▶
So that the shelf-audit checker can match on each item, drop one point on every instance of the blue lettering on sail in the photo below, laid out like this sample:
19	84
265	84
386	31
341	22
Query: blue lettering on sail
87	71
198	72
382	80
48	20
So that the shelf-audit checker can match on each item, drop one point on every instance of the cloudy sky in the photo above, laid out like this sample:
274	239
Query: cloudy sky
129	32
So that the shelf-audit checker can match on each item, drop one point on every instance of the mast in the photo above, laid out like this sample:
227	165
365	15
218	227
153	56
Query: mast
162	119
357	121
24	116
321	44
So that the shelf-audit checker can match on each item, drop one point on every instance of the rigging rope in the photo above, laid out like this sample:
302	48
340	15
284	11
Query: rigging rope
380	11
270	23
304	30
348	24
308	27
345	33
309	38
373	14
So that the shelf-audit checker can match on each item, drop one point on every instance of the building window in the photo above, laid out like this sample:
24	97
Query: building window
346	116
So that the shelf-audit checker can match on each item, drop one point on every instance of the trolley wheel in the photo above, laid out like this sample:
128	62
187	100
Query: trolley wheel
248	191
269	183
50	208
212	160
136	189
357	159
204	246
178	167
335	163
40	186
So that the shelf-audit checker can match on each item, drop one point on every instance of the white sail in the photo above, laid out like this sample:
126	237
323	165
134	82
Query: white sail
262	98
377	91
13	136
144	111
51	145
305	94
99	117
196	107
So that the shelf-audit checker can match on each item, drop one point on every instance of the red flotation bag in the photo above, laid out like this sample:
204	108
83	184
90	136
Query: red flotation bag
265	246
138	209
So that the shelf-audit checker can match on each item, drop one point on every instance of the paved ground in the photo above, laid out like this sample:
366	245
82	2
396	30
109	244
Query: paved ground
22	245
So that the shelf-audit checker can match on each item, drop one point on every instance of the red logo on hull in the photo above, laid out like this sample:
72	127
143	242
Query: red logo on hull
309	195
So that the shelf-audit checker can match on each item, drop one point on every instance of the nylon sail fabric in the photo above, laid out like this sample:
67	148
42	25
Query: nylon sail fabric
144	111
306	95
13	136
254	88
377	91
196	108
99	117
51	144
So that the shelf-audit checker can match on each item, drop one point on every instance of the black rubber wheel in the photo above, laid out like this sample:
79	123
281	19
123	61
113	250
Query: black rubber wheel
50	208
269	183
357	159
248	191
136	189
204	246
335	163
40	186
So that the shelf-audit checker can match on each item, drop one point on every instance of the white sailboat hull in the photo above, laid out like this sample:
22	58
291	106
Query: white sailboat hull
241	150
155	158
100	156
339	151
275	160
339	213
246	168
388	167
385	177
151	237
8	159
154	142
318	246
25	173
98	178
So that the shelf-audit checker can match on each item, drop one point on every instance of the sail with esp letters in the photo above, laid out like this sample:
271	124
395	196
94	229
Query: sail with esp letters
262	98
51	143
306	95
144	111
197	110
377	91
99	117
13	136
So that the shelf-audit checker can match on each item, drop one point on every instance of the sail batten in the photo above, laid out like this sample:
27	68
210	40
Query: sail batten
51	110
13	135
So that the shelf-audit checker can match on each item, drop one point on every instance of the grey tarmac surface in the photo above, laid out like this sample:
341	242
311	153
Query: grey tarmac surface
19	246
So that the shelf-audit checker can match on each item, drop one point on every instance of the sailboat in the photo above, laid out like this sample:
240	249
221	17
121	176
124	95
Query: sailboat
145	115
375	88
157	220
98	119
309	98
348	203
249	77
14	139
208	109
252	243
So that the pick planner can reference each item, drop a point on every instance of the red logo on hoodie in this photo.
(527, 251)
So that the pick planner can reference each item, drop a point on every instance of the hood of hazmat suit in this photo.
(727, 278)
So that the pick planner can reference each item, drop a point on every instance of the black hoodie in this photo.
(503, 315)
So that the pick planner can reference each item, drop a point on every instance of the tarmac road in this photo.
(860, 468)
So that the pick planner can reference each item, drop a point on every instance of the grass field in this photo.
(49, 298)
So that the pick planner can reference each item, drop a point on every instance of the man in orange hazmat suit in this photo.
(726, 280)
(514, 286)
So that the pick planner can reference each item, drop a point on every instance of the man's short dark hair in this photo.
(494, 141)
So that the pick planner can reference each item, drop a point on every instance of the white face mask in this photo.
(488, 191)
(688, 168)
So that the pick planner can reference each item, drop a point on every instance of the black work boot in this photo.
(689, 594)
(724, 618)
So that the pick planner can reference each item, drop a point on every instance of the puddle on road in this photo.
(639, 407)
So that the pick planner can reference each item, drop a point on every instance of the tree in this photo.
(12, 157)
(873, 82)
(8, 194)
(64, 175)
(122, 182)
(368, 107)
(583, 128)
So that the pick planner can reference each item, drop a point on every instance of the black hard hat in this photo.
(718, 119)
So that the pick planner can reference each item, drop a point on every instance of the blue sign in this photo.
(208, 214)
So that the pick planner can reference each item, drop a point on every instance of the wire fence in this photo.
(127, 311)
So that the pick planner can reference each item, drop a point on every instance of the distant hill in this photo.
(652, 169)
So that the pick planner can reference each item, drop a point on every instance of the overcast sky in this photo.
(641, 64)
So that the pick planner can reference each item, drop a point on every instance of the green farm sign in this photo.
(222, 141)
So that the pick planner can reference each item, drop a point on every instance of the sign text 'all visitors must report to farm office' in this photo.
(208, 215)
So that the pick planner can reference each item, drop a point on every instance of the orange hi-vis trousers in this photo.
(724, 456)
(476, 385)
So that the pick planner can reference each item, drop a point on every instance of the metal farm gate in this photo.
◀
_Work to do_. Write out all of the material above again, substituting "occurrence" for each "instance" and leaving everything else unchanged.

_Response to this task_.
So that the shelf-audit checker can match on each item, drop one point on every occurrence of the blue lettering on sail in the photo below, laid out like this sample:
19	84
265	84
386	31
341	22
Query: blue lettering on sail
87	71
198	72
382	80
48	20
So that the shelf-audit checker can match on each item, drop one point on every occurrence of the cloudy sky in the photo above, laid out like this sample:
274	239
Query: cloudy sky
129	32
So that the shelf-audit checker can match on each item, drop one point on every occurrence of the mast in the photo above, laid out like this sample:
227	165
365	15
218	227
153	56
Query: mast
162	119
357	121
24	116
321	44
So that the shelf-audit checker can match on each item, drop one point on every occurrence of the rigging rope in the photo above, laid out like this sample:
302	48
340	15
284	11
Query: rigging rope
380	11
270	23
304	30
348	24
308	27
345	33
309	38
373	14
So that the shelf-audit checker can match on each item, drop one point on every occurrence of the building window in the photo above, laid out like this sample:
24	97
Query: building window
346	116
So that the shelf-audit checker can match on each item, drop one point on every occurrence of the trolley wheel in the photo above, laid out like this sample:
128	62
187	100
Query: trolley wheel
248	191
269	183
50	208
212	160
136	189
357	159
204	246
178	167
335	163
40	186
So that the shelf-audit checker can match on each item, drop one point on every occurrence of the white sail in the photo above, laid out like this sample:
126	237
323	165
134	82
Query: white sail
262	98
377	91
13	136
144	111
51	145
305	94
99	117
196	107
So that the shelf-audit checker can match on each item, drop one point on every occurrence of the red flotation bag in the photo above, laid out like this sample:
204	108
83	184
90	136
Query: red flotation bag
265	246
138	209
So that the shelf-audit checker can match on each item, drop one point on every occurrence of the paved ground in the photo above, laid out like this sample:
366	245
82	2
396	30
109	244
Query: paved ground
22	245
So that the shelf-audit checker can match on each item, drop one point on every occurrence of the red logo on hull in the photo above, laid out like this sample:
72	127
143	242
Query: red logo on hull
309	195
So that the shelf-audit checker can match on each item, drop one point on every occurrence of the nylon sail fabric in the photo above, laid out like this sample:
67	148
42	25
Query: nylon sail fabric
144	111
306	95
13	136
254	88
377	91
196	108
99	117
51	144
So that the shelf-audit checker can match on each item, drop one point on every occurrence of the black rubber wheel in the photo above, laid out like this sample:
79	123
281	19
123	61
113	250
Query: black rubber wheel
50	208
269	183
357	159
248	191
136	189
204	246
335	163
40	186
So that the shelf-audit checker can match on each item, drop one point on every occurrence of the white sailboat hull in the photo above, laid out like this sample:
22	58
291	106
Query: white sailboat hull
241	150
155	158
100	156
339	151
275	160
339	213
246	168
388	167
385	177
151	237
8	159
154	142
318	246
25	173
98	178
So that the shelf-audit checker can match on each item, drop one point on every occurrence of the sail with esp letters in the photo above, laid out like this sample:
271	124
395	196
94	229
Query: sail with esp letters
262	98
51	143
306	95
144	111
197	110
377	91
99	117
13	136
So that the shelf-audit checker can match on each item, drop one point on every occurrence of the sail batten in the photo above, laid out like this sample:
27	68
210	40
Query: sail batten
51	110
13	135
So that the shelf-audit checker can match on each item, drop one point on every occurrence of the grey tarmac surface in the photo above, laid out like this sample:
341	242
311	153
Query: grey tarmac surface
19	246
So that the shelf-audit checker can match on each item, drop one point on every occurrence of the sailboat in the photo above, laid out like this sample:
240	249
221	17
121	176
124	95
Query: sailboat
145	115
375	88
157	220
98	119
309	98
348	203
249	77
14	139
208	109
252	243
So that the pick planner can reference each item, drop a point on every occurrence of the red logo on hoodie in this photo.
(527, 251)
So that the pick planner can reference each item, drop a point on every occurrence of the hood of hazmat suit in this photo.
(727, 278)
So that the pick planner can reference each item, drop a point on every occurrence of the black hoodie in this photo.
(503, 315)
So that the pick planner can reference each item, drop a point on every occurrence of the tarmac road in this photo.
(860, 468)
So that the pick planner can reference each item, drop a point on every occurrence of the grass field in this photo.
(49, 298)
So that the pick planner can reference each item, drop a point on every occurrence of the man in orange hazmat suit in this photo.
(726, 280)
(514, 286)
So that the pick planner can reference each item, drop a point on every occurrence of the man's short dark hair in this photo.
(494, 141)
So that the pick planner can reference each item, drop a point on every occurrence of the white face mask in this photo.
(488, 191)
(688, 168)
So that the pick planner can reference each item, drop a point on every occurrence of the black work boot in this photo.
(689, 594)
(724, 618)
So that the pick planner can reference each item, drop a point on every occurrence of the puddle on road in this photo.
(639, 407)
So that the pick planner can reference each item, drop a point on every occurrence of the tree in this photo.
(12, 157)
(873, 82)
(8, 194)
(64, 175)
(122, 182)
(368, 107)
(583, 128)
So that the pick planner can reference each item, drop a point on every occurrence of the black hard hat in this photo.
(718, 119)
So that the pick planner can reference each item, drop a point on every occurrence of the blue sign in this photo.
(208, 214)
So that the pick planner can reference each item, drop a point on every occurrence of the wire fence in this photo.
(127, 311)
So that the pick planner can reference each item, drop a point on every occurrence of the distant hill in this photo.
(652, 169)
So that the pick planner can reference each item, drop a point on every occurrence of the overcast sky in this photo.
(641, 64)
So that the pick planner can reference each item, drop a point on every occurrence of the green farm sign in this photo.
(222, 141)
So that the pick planner can reference each item, drop a point on every occurrence of the sign text 'all visitors must report to farm office' in this photo.
(208, 215)
So that the pick planner can reference each item, drop a point on every occurrence of the orange hi-vis trousers in this photo.
(724, 456)
(476, 385)
So that the pick planner can reference each item, drop a point on every occurrence of the metal farm gate in this photo.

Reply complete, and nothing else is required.